# [Required action]
Quote the records that follow in full, leaving the pictures out.

======== Supplied material

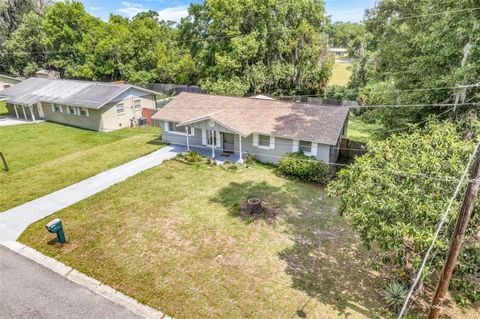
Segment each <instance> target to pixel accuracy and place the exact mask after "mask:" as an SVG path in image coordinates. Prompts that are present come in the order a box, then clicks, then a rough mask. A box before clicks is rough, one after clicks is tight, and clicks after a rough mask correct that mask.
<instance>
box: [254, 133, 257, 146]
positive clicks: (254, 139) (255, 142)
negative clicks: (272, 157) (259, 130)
mask: <svg viewBox="0 0 480 319" xmlns="http://www.w3.org/2000/svg"><path fill="white" fill-rule="evenodd" d="M253 146H258V134H253Z"/></svg>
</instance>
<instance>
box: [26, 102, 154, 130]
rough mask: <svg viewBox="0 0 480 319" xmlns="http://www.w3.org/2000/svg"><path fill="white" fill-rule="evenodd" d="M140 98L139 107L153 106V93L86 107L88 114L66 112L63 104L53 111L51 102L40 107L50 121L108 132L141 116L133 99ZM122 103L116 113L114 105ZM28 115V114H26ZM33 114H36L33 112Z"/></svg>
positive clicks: (48, 119) (143, 107)
mask: <svg viewBox="0 0 480 319" xmlns="http://www.w3.org/2000/svg"><path fill="white" fill-rule="evenodd" d="M137 99H140V106H141V108H152V107H153V108H154V107H155V99H154V97H153V95H144V96H140V97H136V96H134V95H128V96H127V97H126V98H125V99H124V100H118V101H116V102H110V103H107V104H106V105H105V106H103V107H101V108H100V109H91V108H89V109H88V113H89V116H88V117H86V116H79V115H73V114H68V113H67V108H66V106H65V105H63V112H61V113H59V112H53V111H52V104H51V103H42V106H43V107H42V109H43V112H44V115H45V119H46V120H48V121H52V122H57V123H62V124H68V125H72V126H76V127H81V128H86V129H89V130H95V131H102V132H109V131H114V130H118V129H122V128H125V127H130V126H131V124H132V122H135V123H136V121H137V120H138V118H140V117H141V116H142V111H141V109H140V110H135V109H134V107H133V106H134V100H137ZM120 102H122V103H123V108H124V113H123V114H117V108H116V105H117V104H118V103H120ZM27 115H28V114H27ZM35 116H37V115H36V114H35Z"/></svg>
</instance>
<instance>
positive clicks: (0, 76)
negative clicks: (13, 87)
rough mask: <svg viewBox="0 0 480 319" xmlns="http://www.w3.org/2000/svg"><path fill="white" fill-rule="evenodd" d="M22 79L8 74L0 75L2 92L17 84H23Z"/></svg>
mask: <svg viewBox="0 0 480 319" xmlns="http://www.w3.org/2000/svg"><path fill="white" fill-rule="evenodd" d="M22 81H23V79H22V78H15V77H13V76H9V75H6V74H0V91H1V90H4V89H8V88H9V87H11V86H14V85H15V84H17V83H20V82H22Z"/></svg>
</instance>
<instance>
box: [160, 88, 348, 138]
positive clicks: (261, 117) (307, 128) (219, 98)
mask: <svg viewBox="0 0 480 319" xmlns="http://www.w3.org/2000/svg"><path fill="white" fill-rule="evenodd" d="M347 115H348V108H347V107H342V106H327V105H309V104H299V103H294V102H285V101H277V100H262V99H252V98H244V97H227V96H218V95H207V94H195V93H187V92H184V93H180V94H179V95H177V96H176V97H174V98H173V99H172V101H171V102H169V103H168V104H167V105H166V106H165V107H164V108H162V109H160V110H159V111H158V112H157V113H155V115H153V118H154V119H157V120H164V121H170V122H190V121H193V120H197V119H198V120H201V119H204V118H211V119H213V120H215V121H217V122H218V123H219V124H223V125H224V126H227V127H229V128H231V129H233V130H235V131H237V132H239V133H241V134H242V135H244V136H248V135H250V134H252V133H258V134H266V135H273V136H277V137H285V138H292V139H298V140H307V141H314V142H318V143H322V144H328V145H335V144H337V141H338V138H339V136H340V134H341V132H342V128H343V125H344V123H345V120H346V118H347Z"/></svg>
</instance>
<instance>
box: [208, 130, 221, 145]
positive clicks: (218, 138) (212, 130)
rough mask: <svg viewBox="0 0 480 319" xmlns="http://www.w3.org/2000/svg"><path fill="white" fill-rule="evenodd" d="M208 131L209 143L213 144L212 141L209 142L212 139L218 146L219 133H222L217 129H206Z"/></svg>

================

# [Your response]
Segment each <instance> target to pixel accuracy and place the exact mask after "mask:" as an SVG path in image coordinates. Prompts that are present come in the order a box, then clicks, then a rough mask. A box before clicks is rough, one after clicks is tight, and clicks after a rough mask correct that mask.
<instance>
box: [254, 133, 257, 146]
positive clicks: (254, 139) (255, 142)
negative clicks: (272, 157) (259, 130)
mask: <svg viewBox="0 0 480 319" xmlns="http://www.w3.org/2000/svg"><path fill="white" fill-rule="evenodd" d="M253 146H258V134H253Z"/></svg>
</instance>
<instance>
box: [26, 102, 154, 130]
rough mask: <svg viewBox="0 0 480 319" xmlns="http://www.w3.org/2000/svg"><path fill="white" fill-rule="evenodd" d="M140 98L139 107L153 106V93L86 107L88 114L66 112L63 104L53 111L51 102L40 107L50 121L108 132L141 116L133 99ZM122 103L116 113L114 105ZM28 115V114H26ZM33 114H36L33 112Z"/></svg>
positive clicks: (48, 119) (143, 107)
mask: <svg viewBox="0 0 480 319" xmlns="http://www.w3.org/2000/svg"><path fill="white" fill-rule="evenodd" d="M137 99H140V106H141V108H152V107H153V108H154V107H155V99H154V97H153V95H144V96H140V97H136V96H134V95H128V96H127V97H126V98H125V99H124V100H118V101H116V102H110V103H107V104H106V105H105V106H103V107H101V108H100V109H91V108H89V109H88V113H89V116H88V117H86V116H79V115H73V114H68V113H67V108H66V106H65V105H63V112H61V113H59V112H53V111H52V104H51V103H42V106H43V107H42V109H43V112H44V115H45V119H46V120H48V121H52V122H57V123H62V124H68V125H72V126H76V127H81V128H86V129H89V130H95V131H102V132H109V131H114V130H118V129H122V128H125V127H130V126H131V124H132V122H135V123H136V121H137V120H138V118H140V117H141V116H142V111H141V109H140V110H135V109H134V107H133V106H134V100H137ZM120 102H122V103H123V108H124V113H123V114H117V108H116V105H117V104H118V103H120ZM27 115H28V114H27ZM35 116H37V115H36V114H35Z"/></svg>
</instance>
<instance>
positive clicks: (0, 76)
negative clicks: (13, 87)
rough mask: <svg viewBox="0 0 480 319" xmlns="http://www.w3.org/2000/svg"><path fill="white" fill-rule="evenodd" d="M22 79L8 74L0 75L2 92L17 84H23Z"/></svg>
mask: <svg viewBox="0 0 480 319" xmlns="http://www.w3.org/2000/svg"><path fill="white" fill-rule="evenodd" d="M22 81H23V79H22V78H15V77H13V76H9V75H6V74H0V91H1V90H4V89H8V88H9V87H11V86H14V85H15V84H17V83H20V82H22Z"/></svg>
</instance>
<instance>
box: [160, 88, 348, 138]
positive clicks: (261, 117) (307, 128) (219, 98)
mask: <svg viewBox="0 0 480 319" xmlns="http://www.w3.org/2000/svg"><path fill="white" fill-rule="evenodd" d="M347 115H348V108H347V107H342V106H327V105H309V104H299V103H294V102H285V101H277V100H262V99H252V98H244V97H227V96H218V95H207V94H195V93H187V92H184V93H180V94H179V95H177V96H176V97H174V98H173V99H172V101H171V102H169V103H168V104H167V105H166V106H165V107H164V108H162V109H160V110H159V111H158V112H157V113H155V115H153V118H154V119H157V120H164V121H170V122H190V121H193V120H197V119H198V120H201V119H204V118H211V119H213V120H215V121H217V122H218V123H219V124H223V125H224V126H227V127H229V128H231V129H233V130H235V131H237V132H239V133H241V134H242V135H244V136H248V135H250V134H252V133H258V134H266V135H273V136H277V137H285V138H292V139H298V140H307V141H314V142H318V143H322V144H328V145H335V144H337V141H338V138H339V136H340V134H341V132H342V128H343V125H344V123H345V120H346V118H347Z"/></svg>
</instance>
<instance>
box: [208, 130, 221, 145]
positive clicks: (218, 138) (212, 130)
rough mask: <svg viewBox="0 0 480 319" xmlns="http://www.w3.org/2000/svg"><path fill="white" fill-rule="evenodd" d="M208 131L209 143L213 144L212 141L209 142L212 139L218 146L219 133H222L217 129H206Z"/></svg>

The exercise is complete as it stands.